### To do
1. In the Mastodon thread, what does Hugo refuse once masto.host hosts a large enough percentage of the Fediverse?
2. Retype the part of the Mastodon thread that begins at the words "the twitter migrants" and stops after "to the platform.".

### Selected extract
A few design choices that might move people towards a more federated Mastodon landscape:

- Have a page that shows you with which instances you interact the most

- Allow moderators to limit or soft-limit new registrations

- Have generalist instances suggest users to move to other communities after a while

in reply to Aral Balkan

the twitter migrants mostly don't want to think about 'instances' and 'federated structure,' they just want to write something fairly short, push the button and have a wide audience of other people see their messages. I understand the concern, but I also think that not as many people would make the switch if we didn't have the big catch-all instances. Overall usage is important, it is a social network. Maybe people can start out there and move after getting more used to the platform.
in reply to Aral Balkan

@tamitha Related to those though a bit of an aside: I use masto.host and have recommended it to a number of people to bootstrap small instances. One reason is I appreciate masto.host’s Hugo’s stance that he never wants to host a large fraction of the Fediverse. He’s made commitments and promises that at enough percentage he refuses new business to encourage instance diversity. I believe he does encourage large instances to split, too. (Not for technical reasons.)

### Provided information
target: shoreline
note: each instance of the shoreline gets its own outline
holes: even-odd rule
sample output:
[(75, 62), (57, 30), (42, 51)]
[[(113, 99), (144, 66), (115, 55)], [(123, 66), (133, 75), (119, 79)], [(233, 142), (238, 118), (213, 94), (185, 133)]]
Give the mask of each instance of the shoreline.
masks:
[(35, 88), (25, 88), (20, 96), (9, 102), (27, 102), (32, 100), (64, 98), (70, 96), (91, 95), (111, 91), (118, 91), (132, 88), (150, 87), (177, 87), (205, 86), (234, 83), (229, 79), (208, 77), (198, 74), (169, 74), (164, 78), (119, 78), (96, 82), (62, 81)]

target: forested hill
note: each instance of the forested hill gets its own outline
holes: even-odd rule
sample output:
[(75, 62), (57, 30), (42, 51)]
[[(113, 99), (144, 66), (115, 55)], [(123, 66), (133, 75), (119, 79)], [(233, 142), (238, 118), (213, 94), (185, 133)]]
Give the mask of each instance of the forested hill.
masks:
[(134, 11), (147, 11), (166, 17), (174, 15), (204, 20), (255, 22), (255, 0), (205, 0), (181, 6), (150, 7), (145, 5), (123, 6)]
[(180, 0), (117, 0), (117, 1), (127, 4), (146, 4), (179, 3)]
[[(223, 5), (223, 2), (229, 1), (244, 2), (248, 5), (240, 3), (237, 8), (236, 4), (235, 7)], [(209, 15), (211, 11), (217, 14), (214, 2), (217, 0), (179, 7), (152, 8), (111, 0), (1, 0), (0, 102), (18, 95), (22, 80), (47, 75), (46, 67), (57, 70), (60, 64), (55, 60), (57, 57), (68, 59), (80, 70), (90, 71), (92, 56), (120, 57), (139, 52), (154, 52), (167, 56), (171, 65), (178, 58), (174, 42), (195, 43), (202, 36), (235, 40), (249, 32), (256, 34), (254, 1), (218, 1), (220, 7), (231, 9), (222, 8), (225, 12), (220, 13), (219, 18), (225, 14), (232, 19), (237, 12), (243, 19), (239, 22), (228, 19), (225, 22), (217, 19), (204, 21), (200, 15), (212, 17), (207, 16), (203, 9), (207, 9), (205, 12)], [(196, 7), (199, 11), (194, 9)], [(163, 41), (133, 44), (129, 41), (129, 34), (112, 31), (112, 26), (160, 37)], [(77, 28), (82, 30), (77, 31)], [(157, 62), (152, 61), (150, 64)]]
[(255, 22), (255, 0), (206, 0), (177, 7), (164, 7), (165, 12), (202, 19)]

### List of answers
1. He refuses new business.

2.
the twitter migrants mostly don't want to think about 'instances' and 'federated structure,' they just want to write something fairly short, push the button and have a wide audience of other people see their messages. I understand the concern, but I also think that not as many people would make the switch if we didn't have the big catch-all instances. Overall usage is important, it is a social network. Maybe people can start out there and move after getting more used to the platform.